- [GIVEN REQUEST]:
Which lines in the items below contain the string "field"? List every such line, copied in full.

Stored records

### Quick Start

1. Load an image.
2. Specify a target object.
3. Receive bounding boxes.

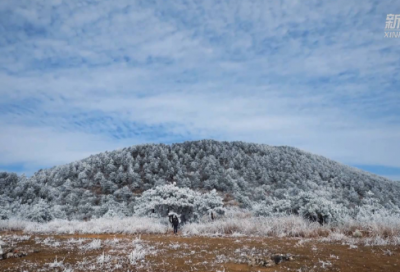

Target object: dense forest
[0,140,400,221]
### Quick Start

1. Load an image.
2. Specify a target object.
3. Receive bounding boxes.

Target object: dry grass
[0,232,400,272]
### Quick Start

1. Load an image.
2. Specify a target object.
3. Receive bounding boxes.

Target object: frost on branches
[135,184,224,223]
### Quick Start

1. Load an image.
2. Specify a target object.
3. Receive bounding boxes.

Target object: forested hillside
[0,140,400,221]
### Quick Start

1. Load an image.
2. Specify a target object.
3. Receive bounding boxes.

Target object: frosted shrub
[81,239,101,251]
[24,216,168,234]
[135,184,224,222]
[97,251,111,265]
[128,244,147,265]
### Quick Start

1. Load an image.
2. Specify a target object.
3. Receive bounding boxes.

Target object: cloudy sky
[0,0,400,180]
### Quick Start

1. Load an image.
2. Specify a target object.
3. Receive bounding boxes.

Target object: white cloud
[0,1,400,174]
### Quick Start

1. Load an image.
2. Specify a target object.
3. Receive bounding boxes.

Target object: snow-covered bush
[135,184,224,222]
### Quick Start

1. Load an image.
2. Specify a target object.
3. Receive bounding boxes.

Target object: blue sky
[0,0,400,180]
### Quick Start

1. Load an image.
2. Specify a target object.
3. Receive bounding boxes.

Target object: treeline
[0,140,400,221]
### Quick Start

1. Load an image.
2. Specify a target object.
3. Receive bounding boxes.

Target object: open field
[0,231,400,272]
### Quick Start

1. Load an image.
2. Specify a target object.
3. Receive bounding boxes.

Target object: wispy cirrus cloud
[0,1,400,177]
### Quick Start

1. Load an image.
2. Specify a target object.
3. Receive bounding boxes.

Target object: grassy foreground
[0,231,400,272]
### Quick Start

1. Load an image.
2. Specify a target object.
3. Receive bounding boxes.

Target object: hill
[0,140,400,221]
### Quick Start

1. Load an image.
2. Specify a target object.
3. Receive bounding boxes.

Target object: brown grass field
[0,232,400,272]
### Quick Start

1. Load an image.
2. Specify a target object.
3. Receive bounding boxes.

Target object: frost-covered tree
[135,184,224,222]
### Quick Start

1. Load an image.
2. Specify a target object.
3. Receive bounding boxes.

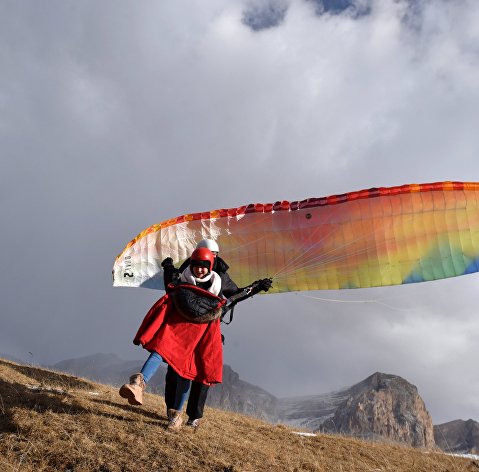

- [TASK RESPONSE]:
Target object: open field
Target object: brown grass field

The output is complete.